### Information shown
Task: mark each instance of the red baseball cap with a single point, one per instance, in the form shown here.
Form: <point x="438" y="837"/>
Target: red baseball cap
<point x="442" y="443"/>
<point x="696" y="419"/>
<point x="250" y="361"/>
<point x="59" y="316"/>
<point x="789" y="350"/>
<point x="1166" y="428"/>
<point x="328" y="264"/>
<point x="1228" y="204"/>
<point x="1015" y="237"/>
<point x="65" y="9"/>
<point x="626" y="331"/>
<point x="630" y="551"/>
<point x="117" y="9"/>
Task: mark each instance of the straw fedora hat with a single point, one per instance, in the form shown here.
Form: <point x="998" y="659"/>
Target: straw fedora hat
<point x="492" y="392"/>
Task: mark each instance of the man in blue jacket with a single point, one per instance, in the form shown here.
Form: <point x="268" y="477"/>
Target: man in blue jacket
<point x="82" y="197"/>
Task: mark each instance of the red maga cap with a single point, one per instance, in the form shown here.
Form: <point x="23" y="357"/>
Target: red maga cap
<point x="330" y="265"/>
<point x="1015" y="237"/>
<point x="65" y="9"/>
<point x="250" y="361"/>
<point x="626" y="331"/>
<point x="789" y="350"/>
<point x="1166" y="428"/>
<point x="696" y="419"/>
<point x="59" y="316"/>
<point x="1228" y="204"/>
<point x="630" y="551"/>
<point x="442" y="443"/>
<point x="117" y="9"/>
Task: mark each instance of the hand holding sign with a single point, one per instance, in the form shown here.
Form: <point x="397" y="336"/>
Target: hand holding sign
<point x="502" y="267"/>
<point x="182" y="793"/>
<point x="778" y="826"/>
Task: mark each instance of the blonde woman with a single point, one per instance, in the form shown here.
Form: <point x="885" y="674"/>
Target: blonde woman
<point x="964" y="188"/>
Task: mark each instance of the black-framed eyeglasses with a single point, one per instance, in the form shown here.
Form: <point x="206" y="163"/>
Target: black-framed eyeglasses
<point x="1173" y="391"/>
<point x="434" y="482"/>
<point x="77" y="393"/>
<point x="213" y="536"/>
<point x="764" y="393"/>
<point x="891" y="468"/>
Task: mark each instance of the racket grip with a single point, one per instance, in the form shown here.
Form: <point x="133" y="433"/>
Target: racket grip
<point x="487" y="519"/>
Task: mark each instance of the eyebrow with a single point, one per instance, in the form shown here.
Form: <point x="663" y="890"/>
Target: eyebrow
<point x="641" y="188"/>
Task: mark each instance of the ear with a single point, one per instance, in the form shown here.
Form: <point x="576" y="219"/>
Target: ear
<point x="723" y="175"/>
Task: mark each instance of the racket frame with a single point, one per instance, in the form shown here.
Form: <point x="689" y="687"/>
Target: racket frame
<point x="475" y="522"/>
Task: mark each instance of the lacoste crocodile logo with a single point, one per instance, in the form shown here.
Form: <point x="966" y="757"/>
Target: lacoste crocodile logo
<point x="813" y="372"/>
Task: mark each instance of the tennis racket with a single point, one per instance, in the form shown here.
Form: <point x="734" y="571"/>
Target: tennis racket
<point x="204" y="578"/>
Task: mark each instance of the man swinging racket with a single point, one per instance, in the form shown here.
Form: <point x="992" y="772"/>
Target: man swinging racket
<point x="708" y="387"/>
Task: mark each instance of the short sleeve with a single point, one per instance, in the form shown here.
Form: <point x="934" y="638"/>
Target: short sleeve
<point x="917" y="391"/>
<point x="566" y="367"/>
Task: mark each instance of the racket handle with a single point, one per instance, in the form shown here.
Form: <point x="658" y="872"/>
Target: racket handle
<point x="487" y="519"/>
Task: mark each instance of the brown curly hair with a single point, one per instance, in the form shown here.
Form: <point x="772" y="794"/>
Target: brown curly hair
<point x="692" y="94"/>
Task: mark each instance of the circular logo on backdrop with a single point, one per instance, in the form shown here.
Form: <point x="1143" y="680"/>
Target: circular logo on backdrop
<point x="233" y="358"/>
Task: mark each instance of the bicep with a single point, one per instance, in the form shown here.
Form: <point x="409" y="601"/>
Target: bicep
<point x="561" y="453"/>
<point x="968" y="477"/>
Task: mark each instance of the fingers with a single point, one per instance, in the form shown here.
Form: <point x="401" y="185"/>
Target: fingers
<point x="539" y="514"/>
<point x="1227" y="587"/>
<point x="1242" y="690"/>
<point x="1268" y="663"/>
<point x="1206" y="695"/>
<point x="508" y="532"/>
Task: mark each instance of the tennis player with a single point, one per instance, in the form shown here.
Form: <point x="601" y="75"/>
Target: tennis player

### The exercise
Reproduce the data above, swapping every occurrence of "one per instance" for "one for each instance" and leaving everything else unchanged.

### Solution to the exercise
Task: mark each instance of the red baseball cap with a single point, one for each instance, in the form shown here.
Form: <point x="438" y="837"/>
Target: red baseball cap
<point x="442" y="443"/>
<point x="696" y="419"/>
<point x="250" y="361"/>
<point x="59" y="316"/>
<point x="789" y="350"/>
<point x="1166" y="428"/>
<point x="328" y="264"/>
<point x="1228" y="204"/>
<point x="1015" y="237"/>
<point x="65" y="9"/>
<point x="626" y="331"/>
<point x="630" y="551"/>
<point x="117" y="9"/>
Task: mark each instance of the straw fedora hat with a single point, one for each instance, in the form shown here.
Form: <point x="998" y="659"/>
Target: straw fedora hat
<point x="492" y="392"/>
Task: mark each instance of the man in blue jacket with a single point, one for each instance, in the form shown here.
Form: <point x="268" y="477"/>
Target: man in blue jacket
<point x="82" y="197"/>
Task: mark each instance of the red maga cap with a single point, one for each instance, in the form shown here.
Form: <point x="23" y="357"/>
Target: red maga cap
<point x="330" y="265"/>
<point x="1015" y="237"/>
<point x="65" y="9"/>
<point x="250" y="361"/>
<point x="626" y="331"/>
<point x="789" y="350"/>
<point x="1166" y="428"/>
<point x="696" y="419"/>
<point x="59" y="316"/>
<point x="1228" y="204"/>
<point x="630" y="551"/>
<point x="442" y="443"/>
<point x="117" y="9"/>
Task: mark each instance of the hand holding sign with a single point, one for each instance, in the form shown here.
Form: <point x="397" y="336"/>
Target: hand holding sign
<point x="502" y="267"/>
<point x="182" y="793"/>
<point x="778" y="826"/>
Task: mark each instance of the blonde woman with a single point, one for each instance, in the form shown here.
Form: <point x="885" y="674"/>
Target: blonde woman
<point x="964" y="188"/>
Task: mark each instance of the black-framed eyeglasses with a single point, one for each instance, in the form shown here.
Form: <point x="206" y="163"/>
Target: black-framed eyeglasses
<point x="1173" y="391"/>
<point x="434" y="482"/>
<point x="77" y="393"/>
<point x="213" y="536"/>
<point x="764" y="393"/>
<point x="891" y="468"/>
Task: mark each instance of the racket grip with a single point, one for each instance, in the form shown here.
Form: <point x="133" y="433"/>
Target: racket grip
<point x="487" y="519"/>
Task: mark each instance of the eyebrow with a single point, one for each instance, in the form shown here.
Form: <point x="663" y="890"/>
Target: eyebrow
<point x="641" y="188"/>
Task: mark each instance of the ear with a single point, one for each instance, in the form shown here.
Form: <point x="576" y="219"/>
Target: ear
<point x="723" y="175"/>
Task: mark each instance of the racket frame with a single point, one for each instance, in the form shown here.
Form: <point x="689" y="687"/>
Target: racket frame
<point x="475" y="522"/>
Task: mark each instance of the lacoste crocodile logo with a single point, one for each instance, in the form shown here.
Form: <point x="966" y="757"/>
Target: lacoste crocodile logo
<point x="813" y="372"/>
Task: mark each instance of the tennis racket with a single point, one for each instance, in the form shown here.
Form: <point x="734" y="571"/>
Target: tennis racket
<point x="204" y="578"/>
Task: mark each instance of the man swinging racket with a single point, one for each instance, in the form shown here.
Form: <point x="992" y="772"/>
Target: man swinging racket
<point x="708" y="387"/>
Task: mark each instance of the short sleeve with a single point, one for each instance, in the form shown here.
Form: <point x="934" y="638"/>
Target: short sleeve
<point x="917" y="391"/>
<point x="566" y="367"/>
Task: mark each instance of the racket handle with a single point, one for each instance, in the form shown here.
Form: <point x="658" y="872"/>
Target: racket handle
<point x="487" y="519"/>
Task: mark each instance of the brown curly hair with a single point, one for each instance, in the form shown here.
Form: <point x="772" y="794"/>
Target: brown curly hair
<point x="692" y="94"/>
Task: mark each instance of the circular logo on backdrop with a single point, one for each instance, in the form shown here.
Form: <point x="1143" y="680"/>
Target: circular logo on backdrop
<point x="233" y="358"/>
Task: mark each instance of the bicep with a single point, one for each instance, in the form shown here.
Form: <point x="409" y="601"/>
Target: bicep
<point x="561" y="453"/>
<point x="968" y="477"/>
Task: mark each instance of the fingers with a single point, one for each instance, in the form shown here.
Form: <point x="401" y="185"/>
Target: fingers
<point x="539" y="514"/>
<point x="1227" y="587"/>
<point x="1242" y="690"/>
<point x="1268" y="663"/>
<point x="1206" y="695"/>
<point x="508" y="532"/>
Task: mark each instance of the tennis player with a single point, one for each instance, in the form shown here.
Form: <point x="601" y="75"/>
Target: tennis player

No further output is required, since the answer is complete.